* EXERCISE DETAILS
Rewrite the lines of the entries from the line containing "Would you mind marking the stone" up to and including the line containing "(1147, 552)", keeping all other wording unchanged. Multiply each coordinate value by 0.25 and round it to a whole number, with halves rounded up.

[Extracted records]
[start]

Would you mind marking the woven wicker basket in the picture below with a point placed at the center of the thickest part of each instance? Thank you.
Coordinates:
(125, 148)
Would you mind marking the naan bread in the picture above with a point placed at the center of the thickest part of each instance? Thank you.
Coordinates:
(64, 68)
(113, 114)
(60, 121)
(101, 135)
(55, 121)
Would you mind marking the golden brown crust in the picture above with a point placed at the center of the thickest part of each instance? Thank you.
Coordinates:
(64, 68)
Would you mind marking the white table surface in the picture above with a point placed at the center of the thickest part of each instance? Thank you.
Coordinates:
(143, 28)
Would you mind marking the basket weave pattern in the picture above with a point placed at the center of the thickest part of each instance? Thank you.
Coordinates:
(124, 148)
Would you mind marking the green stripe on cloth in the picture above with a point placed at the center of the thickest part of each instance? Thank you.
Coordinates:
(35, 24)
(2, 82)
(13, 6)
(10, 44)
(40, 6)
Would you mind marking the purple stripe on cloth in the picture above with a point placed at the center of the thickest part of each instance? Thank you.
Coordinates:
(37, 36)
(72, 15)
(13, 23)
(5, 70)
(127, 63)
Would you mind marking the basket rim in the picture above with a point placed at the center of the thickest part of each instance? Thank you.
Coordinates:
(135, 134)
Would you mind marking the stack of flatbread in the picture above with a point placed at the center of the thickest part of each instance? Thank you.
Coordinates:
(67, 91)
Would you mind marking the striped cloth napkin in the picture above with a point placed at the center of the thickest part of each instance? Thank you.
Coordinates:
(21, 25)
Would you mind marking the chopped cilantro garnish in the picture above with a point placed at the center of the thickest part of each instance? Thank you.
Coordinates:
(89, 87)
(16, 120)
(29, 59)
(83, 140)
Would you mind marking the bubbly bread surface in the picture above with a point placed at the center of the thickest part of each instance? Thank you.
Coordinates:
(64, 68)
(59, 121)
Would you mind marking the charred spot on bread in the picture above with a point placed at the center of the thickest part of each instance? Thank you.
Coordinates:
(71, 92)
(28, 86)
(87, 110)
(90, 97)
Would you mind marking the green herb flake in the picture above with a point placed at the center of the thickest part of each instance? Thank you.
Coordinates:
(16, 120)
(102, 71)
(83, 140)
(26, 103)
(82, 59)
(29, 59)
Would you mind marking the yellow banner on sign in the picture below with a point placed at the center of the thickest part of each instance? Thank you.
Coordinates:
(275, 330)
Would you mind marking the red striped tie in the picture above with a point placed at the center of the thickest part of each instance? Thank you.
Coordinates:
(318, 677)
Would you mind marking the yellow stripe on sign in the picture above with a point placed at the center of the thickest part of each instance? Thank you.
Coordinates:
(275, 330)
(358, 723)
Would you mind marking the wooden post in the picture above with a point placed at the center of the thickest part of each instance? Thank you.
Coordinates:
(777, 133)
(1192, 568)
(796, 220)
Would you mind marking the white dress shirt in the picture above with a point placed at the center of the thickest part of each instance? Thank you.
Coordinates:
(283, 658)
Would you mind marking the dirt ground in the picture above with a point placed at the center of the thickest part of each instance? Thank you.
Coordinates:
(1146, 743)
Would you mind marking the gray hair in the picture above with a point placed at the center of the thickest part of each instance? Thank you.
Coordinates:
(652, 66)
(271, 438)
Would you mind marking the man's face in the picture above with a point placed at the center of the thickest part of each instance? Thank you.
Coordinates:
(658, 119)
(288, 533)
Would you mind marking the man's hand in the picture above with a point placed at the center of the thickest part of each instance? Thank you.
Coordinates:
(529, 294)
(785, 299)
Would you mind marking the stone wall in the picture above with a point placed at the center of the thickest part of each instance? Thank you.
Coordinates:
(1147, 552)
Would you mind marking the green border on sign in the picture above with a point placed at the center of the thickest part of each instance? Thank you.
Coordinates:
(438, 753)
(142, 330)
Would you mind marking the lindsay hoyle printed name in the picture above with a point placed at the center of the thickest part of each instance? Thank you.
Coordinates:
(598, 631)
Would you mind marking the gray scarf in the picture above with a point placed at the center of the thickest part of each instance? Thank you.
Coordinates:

[end]

* ANSWER
Would you mind marking the stone wall in the picture above with a point placed at the center of the thickest part of each instance? Thank you.
Coordinates:
(287, 138)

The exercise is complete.